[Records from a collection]
________________

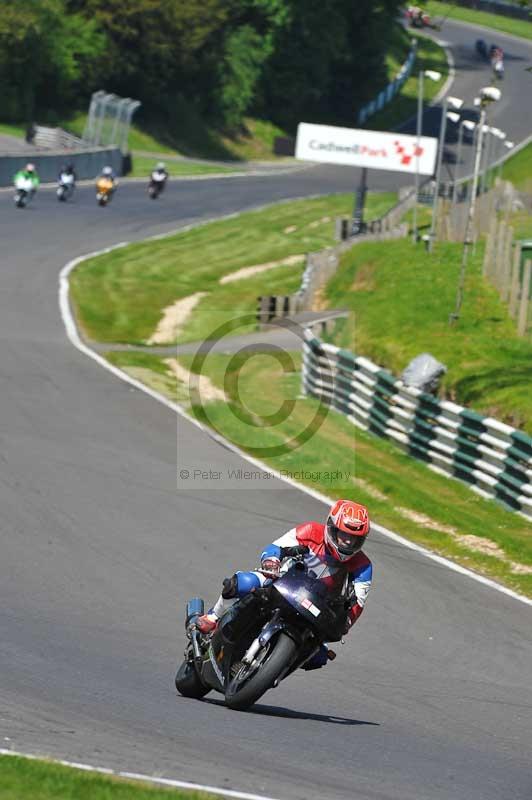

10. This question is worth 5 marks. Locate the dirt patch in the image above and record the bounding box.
[284,225,297,234]
[396,507,457,535]
[307,215,332,229]
[147,292,207,345]
[220,254,305,284]
[509,562,532,575]
[164,358,226,403]
[350,262,376,292]
[352,477,387,501]
[455,534,506,558]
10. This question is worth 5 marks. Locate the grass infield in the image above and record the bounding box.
[0,754,220,800]
[69,193,396,346]
[324,238,532,434]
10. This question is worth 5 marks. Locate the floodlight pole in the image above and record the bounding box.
[428,97,449,253]
[450,107,487,324]
[413,71,424,243]
[452,121,465,206]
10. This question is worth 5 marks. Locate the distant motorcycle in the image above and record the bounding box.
[14,176,36,209]
[175,551,346,711]
[148,170,167,199]
[406,5,431,28]
[492,56,504,80]
[57,172,75,202]
[96,176,115,206]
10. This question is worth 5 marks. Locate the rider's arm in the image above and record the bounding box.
[261,528,299,562]
[345,558,372,632]
[260,529,307,577]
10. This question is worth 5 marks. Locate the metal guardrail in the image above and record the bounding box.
[33,126,86,150]
[358,41,418,125]
[302,330,532,518]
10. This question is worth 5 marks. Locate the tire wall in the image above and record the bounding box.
[0,147,123,186]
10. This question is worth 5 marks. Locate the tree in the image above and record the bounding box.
[0,0,104,122]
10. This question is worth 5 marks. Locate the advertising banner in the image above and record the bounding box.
[295,122,438,176]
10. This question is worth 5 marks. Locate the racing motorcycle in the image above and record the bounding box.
[57,172,75,202]
[13,176,36,209]
[175,550,350,711]
[148,171,167,199]
[96,176,115,206]
[406,5,431,28]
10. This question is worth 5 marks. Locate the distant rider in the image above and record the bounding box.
[491,46,504,78]
[99,165,117,185]
[13,163,40,195]
[197,499,373,670]
[150,161,168,190]
[58,162,77,184]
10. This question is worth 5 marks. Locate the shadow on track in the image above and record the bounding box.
[202,697,380,726]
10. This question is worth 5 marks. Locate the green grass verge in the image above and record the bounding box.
[0,754,219,800]
[0,122,26,140]
[69,192,396,345]
[367,32,448,131]
[501,141,532,193]
[324,237,532,433]
[129,155,238,179]
[105,348,532,597]
[424,1,532,41]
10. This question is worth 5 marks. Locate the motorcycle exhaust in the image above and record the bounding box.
[186,597,204,627]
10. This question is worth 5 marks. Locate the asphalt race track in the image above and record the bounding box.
[1,18,531,800]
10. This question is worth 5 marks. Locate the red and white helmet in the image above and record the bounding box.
[325,500,370,562]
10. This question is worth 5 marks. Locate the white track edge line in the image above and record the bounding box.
[0,749,282,800]
[432,38,456,106]
[59,218,532,609]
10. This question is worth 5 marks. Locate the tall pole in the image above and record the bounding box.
[495,135,505,181]
[450,107,486,324]
[480,127,493,195]
[352,167,368,236]
[413,71,424,243]
[428,97,449,253]
[452,121,464,206]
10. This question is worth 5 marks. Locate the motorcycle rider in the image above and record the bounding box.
[197,499,373,670]
[491,46,504,78]
[150,161,168,191]
[58,162,77,183]
[99,165,117,185]
[57,162,77,199]
[13,163,40,195]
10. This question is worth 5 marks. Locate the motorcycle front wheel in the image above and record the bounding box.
[175,658,210,699]
[225,632,296,711]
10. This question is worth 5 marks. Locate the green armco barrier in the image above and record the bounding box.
[301,329,532,519]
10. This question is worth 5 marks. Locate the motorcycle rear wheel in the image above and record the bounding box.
[225,632,296,711]
[175,658,210,699]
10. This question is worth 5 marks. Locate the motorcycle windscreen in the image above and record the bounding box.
[274,575,347,642]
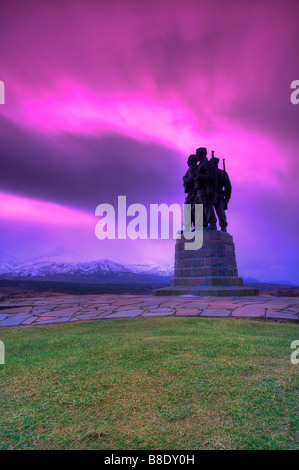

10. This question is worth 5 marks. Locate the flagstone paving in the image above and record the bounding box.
[0,294,298,327]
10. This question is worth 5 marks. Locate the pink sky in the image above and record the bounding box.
[1,0,299,281]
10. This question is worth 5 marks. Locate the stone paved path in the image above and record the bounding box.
[0,294,298,327]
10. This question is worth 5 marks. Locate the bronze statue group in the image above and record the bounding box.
[183,147,232,233]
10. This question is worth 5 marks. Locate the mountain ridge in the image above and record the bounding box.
[0,250,296,287]
[0,250,173,283]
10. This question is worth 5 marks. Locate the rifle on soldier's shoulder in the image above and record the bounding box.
[209,150,217,202]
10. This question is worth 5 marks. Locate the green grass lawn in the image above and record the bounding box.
[0,317,298,450]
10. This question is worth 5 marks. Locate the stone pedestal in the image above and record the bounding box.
[154,231,259,296]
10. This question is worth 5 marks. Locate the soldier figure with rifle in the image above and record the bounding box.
[180,147,232,233]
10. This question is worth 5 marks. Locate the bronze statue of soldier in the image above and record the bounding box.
[212,157,232,232]
[208,156,232,232]
[193,147,216,229]
[181,147,232,233]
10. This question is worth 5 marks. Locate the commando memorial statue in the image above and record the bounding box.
[182,147,232,233]
[154,146,259,297]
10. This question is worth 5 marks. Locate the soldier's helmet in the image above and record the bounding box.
[196,147,207,157]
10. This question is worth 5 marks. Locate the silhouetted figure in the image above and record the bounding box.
[209,157,232,232]
[193,147,215,229]
[183,154,198,229]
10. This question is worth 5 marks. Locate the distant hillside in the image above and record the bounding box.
[0,250,297,295]
[242,276,296,290]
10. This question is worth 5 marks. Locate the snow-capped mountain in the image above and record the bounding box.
[25,247,85,264]
[0,252,21,273]
[0,250,295,288]
[0,249,173,283]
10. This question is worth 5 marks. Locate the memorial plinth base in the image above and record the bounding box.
[154,231,259,297]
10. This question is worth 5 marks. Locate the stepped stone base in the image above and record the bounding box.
[154,230,259,297]
[154,285,259,296]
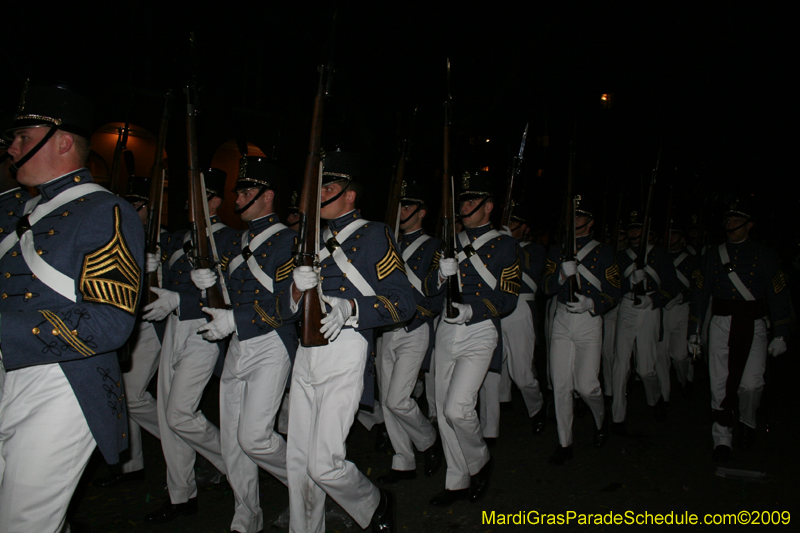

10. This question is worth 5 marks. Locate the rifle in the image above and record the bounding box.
[144,91,171,305]
[294,64,333,347]
[663,176,674,250]
[500,123,529,229]
[385,106,418,239]
[633,144,662,305]
[564,140,579,302]
[185,32,228,310]
[440,58,461,319]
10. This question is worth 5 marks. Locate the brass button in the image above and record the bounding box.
[52,328,60,335]
[25,292,33,299]
[48,229,55,236]
[0,228,3,234]
[374,303,379,308]
[255,289,259,294]
[118,413,122,419]
[351,247,357,252]
[11,251,17,256]
[72,330,78,336]
[339,287,346,292]
[122,433,126,438]
[74,176,82,182]
[32,327,40,335]
[4,273,9,278]
[37,249,43,256]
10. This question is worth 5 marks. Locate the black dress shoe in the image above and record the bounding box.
[424,435,443,477]
[95,468,145,487]
[713,445,731,462]
[468,458,492,502]
[548,445,573,466]
[654,397,667,420]
[378,469,416,484]
[531,400,547,435]
[429,489,468,506]
[594,417,610,448]
[739,423,755,450]
[375,423,391,452]
[371,489,395,532]
[145,497,199,524]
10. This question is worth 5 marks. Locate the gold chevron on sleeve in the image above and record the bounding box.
[254,301,281,328]
[605,263,621,289]
[544,258,557,277]
[416,304,435,318]
[692,269,703,290]
[39,310,95,357]
[376,295,401,323]
[482,299,499,317]
[276,257,294,283]
[431,250,441,271]
[79,205,141,314]
[772,270,786,294]
[499,259,521,295]
[376,227,406,281]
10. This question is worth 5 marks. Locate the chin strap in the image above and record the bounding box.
[234,185,267,214]
[575,219,591,231]
[399,204,421,225]
[460,196,488,221]
[725,220,749,234]
[10,125,60,172]
[320,180,350,208]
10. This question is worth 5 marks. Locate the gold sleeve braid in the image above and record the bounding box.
[692,269,703,290]
[79,205,141,314]
[275,257,294,283]
[431,250,441,270]
[544,258,557,277]
[376,295,401,323]
[605,263,621,289]
[39,310,95,357]
[254,301,281,328]
[376,227,406,281]
[499,258,521,295]
[773,270,786,294]
[482,299,500,317]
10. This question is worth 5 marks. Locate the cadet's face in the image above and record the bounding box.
[724,216,752,243]
[286,212,300,226]
[400,204,424,231]
[575,216,593,237]
[627,227,642,243]
[6,126,53,186]
[236,188,269,222]
[460,198,492,228]
[669,231,683,249]
[320,182,351,220]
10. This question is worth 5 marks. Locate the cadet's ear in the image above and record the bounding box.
[56,131,74,155]
[418,208,427,220]
[263,189,275,203]
[345,189,357,207]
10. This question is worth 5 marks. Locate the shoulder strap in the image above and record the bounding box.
[719,243,755,300]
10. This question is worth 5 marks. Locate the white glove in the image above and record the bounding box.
[630,269,646,285]
[444,302,473,325]
[632,295,652,310]
[439,258,458,278]
[566,293,594,314]
[146,253,161,274]
[688,334,702,355]
[320,295,353,341]
[768,337,787,357]
[500,225,512,236]
[664,293,683,310]
[197,308,236,341]
[142,287,180,321]
[190,268,217,290]
[293,266,318,292]
[560,260,577,283]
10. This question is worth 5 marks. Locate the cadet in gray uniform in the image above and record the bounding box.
[0,84,144,532]
[286,150,412,533]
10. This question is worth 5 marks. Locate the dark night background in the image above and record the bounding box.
[2,3,795,250]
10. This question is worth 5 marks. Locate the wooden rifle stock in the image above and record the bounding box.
[441,65,461,319]
[185,82,226,309]
[295,65,331,347]
[144,92,171,305]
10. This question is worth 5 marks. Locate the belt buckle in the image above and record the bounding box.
[723,262,734,273]
[242,246,252,261]
[15,214,32,238]
[464,244,476,258]
[325,238,340,254]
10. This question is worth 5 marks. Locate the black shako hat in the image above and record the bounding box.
[400,180,429,208]
[233,156,279,193]
[5,84,93,140]
[723,196,754,221]
[574,194,593,219]
[627,210,643,229]
[459,169,496,201]
[287,190,299,214]
[203,167,227,199]
[321,149,361,185]
[125,175,151,203]
[508,200,527,224]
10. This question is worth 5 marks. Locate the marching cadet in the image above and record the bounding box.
[141,168,236,523]
[96,176,165,487]
[657,221,700,399]
[689,199,790,461]
[427,170,521,506]
[285,150,413,532]
[376,180,443,484]
[612,211,680,433]
[0,84,144,532]
[542,196,620,464]
[499,205,547,435]
[190,156,297,533]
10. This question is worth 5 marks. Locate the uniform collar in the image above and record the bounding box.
[402,228,424,242]
[464,223,493,239]
[577,234,593,244]
[248,213,279,233]
[37,168,92,203]
[327,209,361,232]
[210,214,221,224]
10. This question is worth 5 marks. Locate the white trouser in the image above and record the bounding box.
[479,371,501,438]
[544,296,558,390]
[659,303,691,387]
[601,305,618,397]
[500,300,544,417]
[435,319,495,490]
[0,364,96,533]
[709,316,767,448]
[222,332,290,533]
[157,315,226,503]
[550,304,605,447]
[612,297,662,423]
[287,329,380,532]
[378,326,436,471]
[425,354,437,421]
[121,320,162,473]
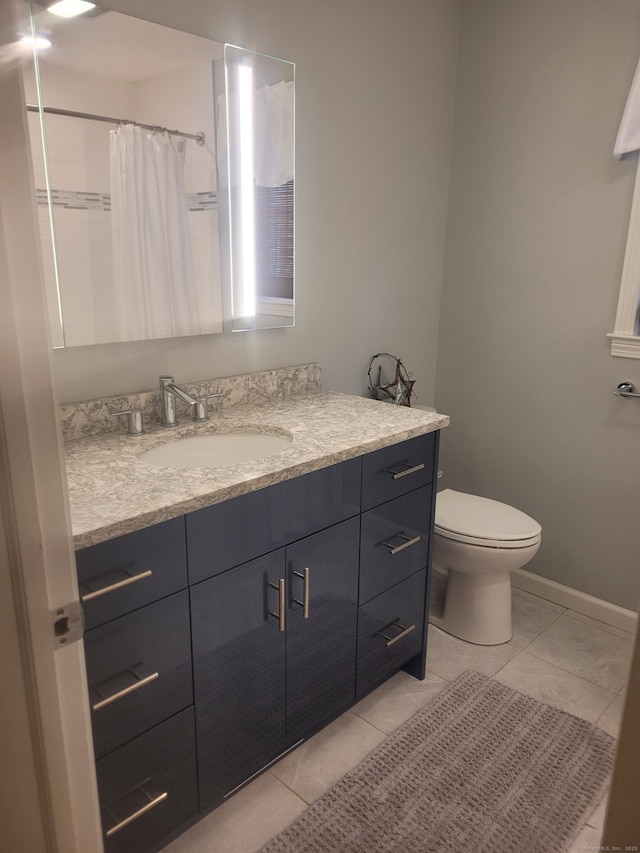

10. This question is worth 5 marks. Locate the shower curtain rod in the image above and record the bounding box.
[26,104,205,145]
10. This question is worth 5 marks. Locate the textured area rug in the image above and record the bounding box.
[260,670,615,853]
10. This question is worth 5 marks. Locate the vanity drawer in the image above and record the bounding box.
[356,569,427,698]
[96,707,197,853]
[186,457,361,584]
[359,487,432,604]
[76,517,187,631]
[361,433,435,511]
[84,590,193,759]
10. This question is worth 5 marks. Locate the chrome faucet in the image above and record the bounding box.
[159,375,220,426]
[112,406,145,435]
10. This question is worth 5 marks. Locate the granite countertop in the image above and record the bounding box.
[65,390,449,550]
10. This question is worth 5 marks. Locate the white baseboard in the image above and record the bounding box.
[512,569,638,635]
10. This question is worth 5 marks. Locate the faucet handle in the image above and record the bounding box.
[112,407,145,435]
[191,393,222,422]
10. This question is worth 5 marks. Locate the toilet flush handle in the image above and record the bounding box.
[614,381,640,399]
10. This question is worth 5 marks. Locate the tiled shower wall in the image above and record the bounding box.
[24,57,223,347]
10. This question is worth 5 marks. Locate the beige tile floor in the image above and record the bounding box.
[161,588,634,853]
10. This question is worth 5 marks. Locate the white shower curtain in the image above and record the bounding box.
[110,124,201,341]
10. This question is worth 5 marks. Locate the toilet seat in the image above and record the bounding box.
[434,488,542,549]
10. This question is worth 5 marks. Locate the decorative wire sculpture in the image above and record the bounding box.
[367,353,416,406]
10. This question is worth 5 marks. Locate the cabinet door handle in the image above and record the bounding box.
[268,578,286,631]
[103,778,167,837]
[380,533,422,555]
[377,619,416,647]
[292,567,310,618]
[382,461,425,480]
[90,664,159,711]
[80,566,152,602]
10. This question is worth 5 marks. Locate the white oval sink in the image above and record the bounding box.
[138,432,292,469]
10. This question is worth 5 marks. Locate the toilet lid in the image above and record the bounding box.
[435,489,542,548]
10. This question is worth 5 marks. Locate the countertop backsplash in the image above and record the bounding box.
[59,363,323,443]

________________

= REQUIRED ACTION =
Taking the line with "10. This question is worth 5 marks. Locate the chrome" as the start and the last line of the data above as the end, write out those two lines and every line between them exactly, and only those.

= ANSWER SPACE =
10. This question is worth 5 marks. Locate the chrome faucet in the image above and record the bounding box.
[159,375,220,426]
[112,406,145,435]
10. This question is worth 5 marks. Locate the granite countertop in the image above and record the bounding box.
[65,390,449,550]
10. This question is worth 5 marks. Locate the white baseboard in the image above and record the bounding box.
[512,569,638,635]
10. This question is worth 5 marks. Locate the faucet handle in the image above and record the bounding box.
[112,407,145,435]
[191,393,222,422]
10. This question is worth 5 marks. Locate the toilet flush handle in the image above and record the bounding box.
[614,381,640,399]
10. This question is worth 5 marks. Locate the tiled shower wall in the image above and record the bounding box.
[24,57,223,347]
10. This question is worth 5 marks. Locate the beige tile floor in the image above and record the bounding box.
[161,588,634,853]
10. This question is worth 5 marks. Locate the white shower curtain in the image above and record the bounding box.
[110,124,201,341]
10. This question is worth 5 marks. Locate the toilet seat in the image above and record the bounding box.
[434,488,542,549]
10. This question is worth 5 marks. Locate the decorative wire sculpture in the image above and record the bounding box.
[367,353,416,406]
10. This question is worth 5 marks. Locate the cabinet door handle in the image above and record the bounding box.
[268,578,286,631]
[103,778,167,837]
[380,533,422,555]
[377,619,416,647]
[292,567,310,618]
[382,461,425,480]
[90,664,159,711]
[80,566,152,602]
10. This question is worth 5 marks. Locate the white oval sink in the image above and record the bounding box.
[138,432,292,469]
10. This question is worth 5 marks. Locate the toilet lid in the image above and record the bounding box.
[435,489,542,548]
10. This question is worth 5 marks. Locate the countertop backsplash in the image above and record the bounding box.
[59,363,323,443]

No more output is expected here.